Directive
The data follows this line. Copy verbatim the line with "Target = wooden slat" and each line after it to the end.

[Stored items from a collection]
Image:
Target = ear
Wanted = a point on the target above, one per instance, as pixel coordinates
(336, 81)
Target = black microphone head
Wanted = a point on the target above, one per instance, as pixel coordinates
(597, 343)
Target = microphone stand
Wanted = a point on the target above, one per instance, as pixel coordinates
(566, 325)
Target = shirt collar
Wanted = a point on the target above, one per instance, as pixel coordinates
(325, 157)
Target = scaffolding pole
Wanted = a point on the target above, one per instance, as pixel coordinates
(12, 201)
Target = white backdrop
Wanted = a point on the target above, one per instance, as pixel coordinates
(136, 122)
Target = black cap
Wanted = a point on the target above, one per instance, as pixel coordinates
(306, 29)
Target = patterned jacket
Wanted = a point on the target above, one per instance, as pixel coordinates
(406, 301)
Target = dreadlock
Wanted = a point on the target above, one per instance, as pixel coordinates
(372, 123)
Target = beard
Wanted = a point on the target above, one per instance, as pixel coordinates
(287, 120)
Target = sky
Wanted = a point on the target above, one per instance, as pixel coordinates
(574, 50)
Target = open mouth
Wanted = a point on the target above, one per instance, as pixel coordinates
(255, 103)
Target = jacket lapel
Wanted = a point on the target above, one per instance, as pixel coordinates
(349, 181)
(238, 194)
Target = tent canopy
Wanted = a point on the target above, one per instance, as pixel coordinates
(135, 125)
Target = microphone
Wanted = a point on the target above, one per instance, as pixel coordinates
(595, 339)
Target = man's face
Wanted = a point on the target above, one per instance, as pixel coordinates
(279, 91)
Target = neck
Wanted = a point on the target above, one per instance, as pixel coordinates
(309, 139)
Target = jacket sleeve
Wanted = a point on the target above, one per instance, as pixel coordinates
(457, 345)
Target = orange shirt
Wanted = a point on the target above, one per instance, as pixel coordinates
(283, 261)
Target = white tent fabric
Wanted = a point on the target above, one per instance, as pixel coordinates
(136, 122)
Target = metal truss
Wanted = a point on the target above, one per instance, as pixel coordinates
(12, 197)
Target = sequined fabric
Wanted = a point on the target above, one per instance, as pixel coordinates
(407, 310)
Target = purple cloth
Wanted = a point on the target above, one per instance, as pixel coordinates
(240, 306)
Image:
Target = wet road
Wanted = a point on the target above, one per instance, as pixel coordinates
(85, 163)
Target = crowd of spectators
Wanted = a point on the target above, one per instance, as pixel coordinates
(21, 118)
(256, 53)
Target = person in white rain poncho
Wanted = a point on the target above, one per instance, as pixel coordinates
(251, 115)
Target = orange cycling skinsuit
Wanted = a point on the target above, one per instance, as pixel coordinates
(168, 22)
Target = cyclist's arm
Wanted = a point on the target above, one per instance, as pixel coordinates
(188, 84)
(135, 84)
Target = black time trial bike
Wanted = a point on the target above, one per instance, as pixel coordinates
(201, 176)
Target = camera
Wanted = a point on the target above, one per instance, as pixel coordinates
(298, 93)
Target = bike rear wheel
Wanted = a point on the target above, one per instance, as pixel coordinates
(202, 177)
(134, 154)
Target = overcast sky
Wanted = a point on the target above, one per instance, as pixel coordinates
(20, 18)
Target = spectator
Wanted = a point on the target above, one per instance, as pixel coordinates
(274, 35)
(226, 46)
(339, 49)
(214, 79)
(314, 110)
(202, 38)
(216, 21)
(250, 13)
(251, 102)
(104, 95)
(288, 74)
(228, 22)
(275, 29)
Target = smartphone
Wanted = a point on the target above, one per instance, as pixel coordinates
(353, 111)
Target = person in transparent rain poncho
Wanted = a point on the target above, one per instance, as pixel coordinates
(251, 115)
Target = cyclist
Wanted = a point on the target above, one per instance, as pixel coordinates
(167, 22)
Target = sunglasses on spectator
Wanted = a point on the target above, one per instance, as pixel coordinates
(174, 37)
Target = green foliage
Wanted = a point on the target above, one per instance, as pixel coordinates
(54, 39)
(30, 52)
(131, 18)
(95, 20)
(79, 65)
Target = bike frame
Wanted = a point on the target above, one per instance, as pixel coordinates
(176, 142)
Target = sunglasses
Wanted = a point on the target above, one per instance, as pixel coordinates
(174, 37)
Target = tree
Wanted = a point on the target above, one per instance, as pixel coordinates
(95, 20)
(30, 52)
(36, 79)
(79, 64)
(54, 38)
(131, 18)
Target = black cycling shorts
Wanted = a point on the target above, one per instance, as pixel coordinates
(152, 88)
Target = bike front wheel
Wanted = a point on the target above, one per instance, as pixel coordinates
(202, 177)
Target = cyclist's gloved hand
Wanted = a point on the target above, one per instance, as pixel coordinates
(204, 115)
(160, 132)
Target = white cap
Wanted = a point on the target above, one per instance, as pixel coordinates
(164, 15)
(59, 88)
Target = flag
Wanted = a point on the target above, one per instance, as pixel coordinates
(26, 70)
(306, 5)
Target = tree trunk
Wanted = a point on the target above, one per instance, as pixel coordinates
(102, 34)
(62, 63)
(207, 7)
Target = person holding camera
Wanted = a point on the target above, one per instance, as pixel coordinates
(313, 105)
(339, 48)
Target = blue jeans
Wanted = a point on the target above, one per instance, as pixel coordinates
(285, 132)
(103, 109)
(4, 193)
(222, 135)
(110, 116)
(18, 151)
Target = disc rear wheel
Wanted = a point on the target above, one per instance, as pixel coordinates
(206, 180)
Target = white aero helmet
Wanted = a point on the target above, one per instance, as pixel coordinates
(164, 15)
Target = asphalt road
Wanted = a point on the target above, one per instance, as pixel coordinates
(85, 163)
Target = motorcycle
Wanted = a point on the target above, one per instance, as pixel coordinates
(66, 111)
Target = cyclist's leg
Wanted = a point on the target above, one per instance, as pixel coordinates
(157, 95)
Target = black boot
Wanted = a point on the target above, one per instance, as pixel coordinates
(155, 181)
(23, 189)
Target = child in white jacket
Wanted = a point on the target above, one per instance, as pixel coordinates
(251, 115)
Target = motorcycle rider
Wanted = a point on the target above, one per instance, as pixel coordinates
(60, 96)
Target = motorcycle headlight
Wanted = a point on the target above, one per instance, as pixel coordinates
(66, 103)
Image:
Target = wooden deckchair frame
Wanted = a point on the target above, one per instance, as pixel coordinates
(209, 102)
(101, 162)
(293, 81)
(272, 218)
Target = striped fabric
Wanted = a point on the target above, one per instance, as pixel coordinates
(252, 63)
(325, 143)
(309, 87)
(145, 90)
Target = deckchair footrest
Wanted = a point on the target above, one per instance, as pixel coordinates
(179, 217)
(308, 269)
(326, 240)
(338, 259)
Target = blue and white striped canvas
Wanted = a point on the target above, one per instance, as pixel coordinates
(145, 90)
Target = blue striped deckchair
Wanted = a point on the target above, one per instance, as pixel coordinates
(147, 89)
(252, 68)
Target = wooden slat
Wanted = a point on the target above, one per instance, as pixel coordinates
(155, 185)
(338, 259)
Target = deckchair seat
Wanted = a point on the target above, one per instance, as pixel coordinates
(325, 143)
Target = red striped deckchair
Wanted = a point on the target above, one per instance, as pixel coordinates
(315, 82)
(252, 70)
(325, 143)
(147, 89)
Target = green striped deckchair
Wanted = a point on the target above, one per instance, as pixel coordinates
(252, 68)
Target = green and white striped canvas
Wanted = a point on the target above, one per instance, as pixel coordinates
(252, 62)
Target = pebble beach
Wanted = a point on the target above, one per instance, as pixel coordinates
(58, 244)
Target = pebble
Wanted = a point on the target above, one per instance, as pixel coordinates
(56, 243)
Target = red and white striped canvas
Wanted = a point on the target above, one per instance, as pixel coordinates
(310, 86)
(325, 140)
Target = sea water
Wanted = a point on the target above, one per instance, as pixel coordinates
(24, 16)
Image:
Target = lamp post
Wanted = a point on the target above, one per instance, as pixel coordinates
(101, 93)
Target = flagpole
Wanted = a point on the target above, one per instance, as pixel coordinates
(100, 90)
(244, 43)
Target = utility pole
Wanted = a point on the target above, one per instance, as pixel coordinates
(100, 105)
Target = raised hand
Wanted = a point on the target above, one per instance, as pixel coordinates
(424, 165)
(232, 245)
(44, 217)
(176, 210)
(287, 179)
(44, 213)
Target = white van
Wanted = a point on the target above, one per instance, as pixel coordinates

Correct result
Target = wooden slat
Wanted = a point on the target above, one per instance, as pixel coordinates
(155, 185)
(338, 259)
Target = deckchair seat
Wanted = a point on the target above, one per instance, as pixel coordinates
(325, 143)
Target = red striped deckchair
Wanted = a point on the target above, one per instance, as pixel coordinates
(315, 82)
(252, 70)
(325, 143)
(147, 89)
Target = green striped deckchair
Wanted = a point on the target above, one per instance, as pixel coordinates
(252, 68)
Target = green and white striped canvas
Wanted = a point on the target above, one per instance, as pixel coordinates
(252, 62)
Target = pebble beach
Wanted = a point on the target above, one per instance, as pixel coordinates
(58, 244)
Target = pebble
Wanted = a point on the target above, one per instance, as pixel coordinates
(56, 243)
Target = red and white striped canvas
Wanted = a point on the target above, one per instance, as pixel coordinates
(310, 86)
(325, 140)
Target = sea water
Wanted = a point on the target above, one per instance, as pixel coordinates
(24, 16)
Image:
Target = lamp post
Wanted = a point on the target above, one per instance, as pixel coordinates
(101, 93)
Target = flagpole
Wanted = a point on the target above, one per instance, as pixel coordinates
(100, 90)
(244, 43)
Target = utility pole
Wanted = a point on the target above, one per instance, as pixel coordinates
(100, 105)
Target = raised hand
Wanted = a point on the target above, one per instance, as pixel coordinates
(424, 165)
(232, 245)
(44, 217)
(176, 210)
(287, 179)
(44, 213)
Target = white van
Wanted = a point on the target above, one per instance, as pixel coordinates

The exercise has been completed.